■ Task directions ■
Please reproduce the records, omitting nothing and changing nothing.

[Stored records]
□ □ □

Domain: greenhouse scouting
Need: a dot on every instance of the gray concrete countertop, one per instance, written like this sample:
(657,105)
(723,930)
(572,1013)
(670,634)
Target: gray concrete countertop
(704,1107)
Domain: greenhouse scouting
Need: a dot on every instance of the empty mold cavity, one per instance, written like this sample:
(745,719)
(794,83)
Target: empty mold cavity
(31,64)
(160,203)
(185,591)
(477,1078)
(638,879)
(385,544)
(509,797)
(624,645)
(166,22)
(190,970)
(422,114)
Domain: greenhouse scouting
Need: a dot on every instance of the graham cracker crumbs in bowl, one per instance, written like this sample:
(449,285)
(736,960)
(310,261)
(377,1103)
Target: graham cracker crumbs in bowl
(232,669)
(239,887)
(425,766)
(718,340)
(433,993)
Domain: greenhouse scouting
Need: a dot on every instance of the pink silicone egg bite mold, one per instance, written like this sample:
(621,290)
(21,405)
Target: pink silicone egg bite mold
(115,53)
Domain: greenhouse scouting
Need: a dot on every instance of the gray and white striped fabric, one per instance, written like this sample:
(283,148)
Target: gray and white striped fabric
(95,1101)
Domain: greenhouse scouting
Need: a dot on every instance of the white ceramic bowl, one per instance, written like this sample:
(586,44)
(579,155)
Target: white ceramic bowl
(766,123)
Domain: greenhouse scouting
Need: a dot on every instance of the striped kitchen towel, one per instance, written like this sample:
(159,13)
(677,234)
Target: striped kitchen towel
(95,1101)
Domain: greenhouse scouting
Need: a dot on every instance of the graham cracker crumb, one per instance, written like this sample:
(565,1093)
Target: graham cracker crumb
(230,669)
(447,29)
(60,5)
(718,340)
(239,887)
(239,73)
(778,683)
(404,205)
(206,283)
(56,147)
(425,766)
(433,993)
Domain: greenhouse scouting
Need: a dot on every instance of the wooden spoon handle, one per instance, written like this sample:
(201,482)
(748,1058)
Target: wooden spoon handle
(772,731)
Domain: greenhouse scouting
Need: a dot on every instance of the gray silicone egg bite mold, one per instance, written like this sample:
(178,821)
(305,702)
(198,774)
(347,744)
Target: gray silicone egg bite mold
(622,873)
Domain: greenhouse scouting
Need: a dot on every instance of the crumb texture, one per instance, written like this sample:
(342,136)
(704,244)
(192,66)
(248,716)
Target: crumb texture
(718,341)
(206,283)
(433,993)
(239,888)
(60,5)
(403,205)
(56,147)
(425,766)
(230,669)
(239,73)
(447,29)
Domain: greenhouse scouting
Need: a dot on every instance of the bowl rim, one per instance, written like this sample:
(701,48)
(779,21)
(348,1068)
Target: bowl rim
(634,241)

□ □ □

■ Solution below ■
Domain: greenhouse scouting
Need: a dot on every instance of the gray concrete countertop, one per instance, written like this sample:
(657,105)
(723,930)
(572,1013)
(670,634)
Target: gray concrete countertop
(704,1107)
Domain: greenhouse scouting
Need: a dot on every instance of the empty mold cavity, one per instance, written like this sample:
(745,719)
(794,83)
Target: empty mold cavity
(31,64)
(160,203)
(185,591)
(477,1078)
(638,879)
(385,544)
(509,797)
(624,645)
(166,22)
(190,970)
(422,114)
Domain: greenhouse scouting
Need: a dot on every instance of the graham cracker crumbs in bowl, one per instance, written like this sample:
(449,285)
(736,960)
(310,261)
(377,1103)
Target: graham cracker crumbs in bowl
(232,669)
(239,887)
(425,766)
(718,340)
(433,993)
Domain: greenhouse scouting
Need: a dot on every instance of the pink silicone egg bite mold, one per instance, written like this sample:
(621,290)
(21,405)
Target: pink silicone egg bite mold
(115,53)
Domain: greenhouse scouting
Need: a dot on every instance of the gray and white striped fabric, one per instance, written like this sample:
(283,148)
Target: gray and white striped fabric
(95,1101)
Domain: greenhouse scouting
Need: a dot on every instance of the white ceramic bowl, one per instance, written like this sample:
(586,44)
(579,155)
Target: white ceramic bowl
(766,123)
Domain: greenhouse scouting
Need: a dot on every instance of the striped kitchen towel, one per instance, written like this sample:
(159,13)
(677,234)
Target: striped kitchen towel
(95,1101)
Domain: greenhouse scouting
Need: a dot on every instance of the graham cracker crumb, one per instance, written like this sample:
(565,1093)
Target: graham cracker crumb
(230,669)
(447,29)
(60,5)
(718,340)
(239,887)
(239,73)
(778,683)
(404,205)
(206,283)
(56,147)
(425,766)
(433,993)
Domain: greenhouse scouting
Need: a dot on every instance of the wooden spoon handle, one per instance, written like this sample:
(201,482)
(748,1058)
Target: wooden spoon handle
(772,731)
Domain: greenhouse scouting
Need: a dot on every instance of the gray silicone egg bite mold, one per instance, written like this sample:
(178,821)
(305,702)
(198,774)
(347,744)
Target: gray silicone egg bite mold
(622,873)
Domain: greenhouse scouting
Need: a dot on every instance of the crumb texture, one per instance, written like this sample:
(342,136)
(704,244)
(192,66)
(248,716)
Target: crumb texture
(718,341)
(206,283)
(433,993)
(239,888)
(60,5)
(403,205)
(56,147)
(425,766)
(230,669)
(239,73)
(447,29)
Domain: greenhouse scouting
Need: a dot on every instance of the bowl rim, one per instance, written like this sample:
(701,48)
(779,21)
(348,1068)
Target: bowl rim
(634,241)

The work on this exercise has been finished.